§ **Items from a data source**
--------------------------------------------------
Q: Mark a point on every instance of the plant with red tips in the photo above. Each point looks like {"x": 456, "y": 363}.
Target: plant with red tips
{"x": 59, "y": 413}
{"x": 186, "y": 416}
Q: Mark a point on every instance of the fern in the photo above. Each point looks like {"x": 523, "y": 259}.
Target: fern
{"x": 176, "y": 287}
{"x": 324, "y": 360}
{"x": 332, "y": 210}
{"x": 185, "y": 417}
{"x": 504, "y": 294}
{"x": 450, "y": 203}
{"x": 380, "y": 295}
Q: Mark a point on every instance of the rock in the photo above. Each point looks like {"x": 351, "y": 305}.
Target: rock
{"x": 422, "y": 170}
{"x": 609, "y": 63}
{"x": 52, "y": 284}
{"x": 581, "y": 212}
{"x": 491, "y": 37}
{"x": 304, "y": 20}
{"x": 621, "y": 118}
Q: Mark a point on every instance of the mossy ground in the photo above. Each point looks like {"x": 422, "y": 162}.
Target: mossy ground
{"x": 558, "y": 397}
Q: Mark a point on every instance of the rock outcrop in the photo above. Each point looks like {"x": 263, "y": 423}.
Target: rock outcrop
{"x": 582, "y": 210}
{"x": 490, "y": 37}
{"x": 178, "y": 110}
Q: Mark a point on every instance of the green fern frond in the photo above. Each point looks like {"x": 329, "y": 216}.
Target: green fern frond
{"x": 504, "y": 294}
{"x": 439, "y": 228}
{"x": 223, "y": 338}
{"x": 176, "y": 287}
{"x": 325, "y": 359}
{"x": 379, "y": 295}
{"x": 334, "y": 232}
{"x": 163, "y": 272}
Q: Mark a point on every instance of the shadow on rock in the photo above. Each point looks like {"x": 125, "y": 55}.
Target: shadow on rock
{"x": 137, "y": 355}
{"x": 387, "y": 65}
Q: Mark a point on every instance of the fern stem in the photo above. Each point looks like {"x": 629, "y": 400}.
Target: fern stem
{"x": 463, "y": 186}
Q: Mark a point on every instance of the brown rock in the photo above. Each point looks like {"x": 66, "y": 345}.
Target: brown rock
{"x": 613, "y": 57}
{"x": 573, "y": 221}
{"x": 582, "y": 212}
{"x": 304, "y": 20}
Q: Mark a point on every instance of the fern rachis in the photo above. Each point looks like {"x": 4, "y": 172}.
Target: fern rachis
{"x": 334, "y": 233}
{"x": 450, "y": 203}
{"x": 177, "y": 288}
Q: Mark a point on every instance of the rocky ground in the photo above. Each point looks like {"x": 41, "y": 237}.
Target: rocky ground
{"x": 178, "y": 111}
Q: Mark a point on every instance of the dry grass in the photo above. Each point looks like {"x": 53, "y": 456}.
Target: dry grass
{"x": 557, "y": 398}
--------------------------------------------------
§ **GIVEN INSTRUCTION**
Please give the rows again, starting with the line that contains "Q: Mark a point on every instance of the dry" and going on through the end of the rows, with "dry grass" changed to "withered grass" and nothing else altered.

§ **ANSWER TO THE TASK**
Q: Mark a point on every instance of the withered grass in the photo above. Each point looks like {"x": 53, "y": 456}.
Target: withered grass
{"x": 557, "y": 398}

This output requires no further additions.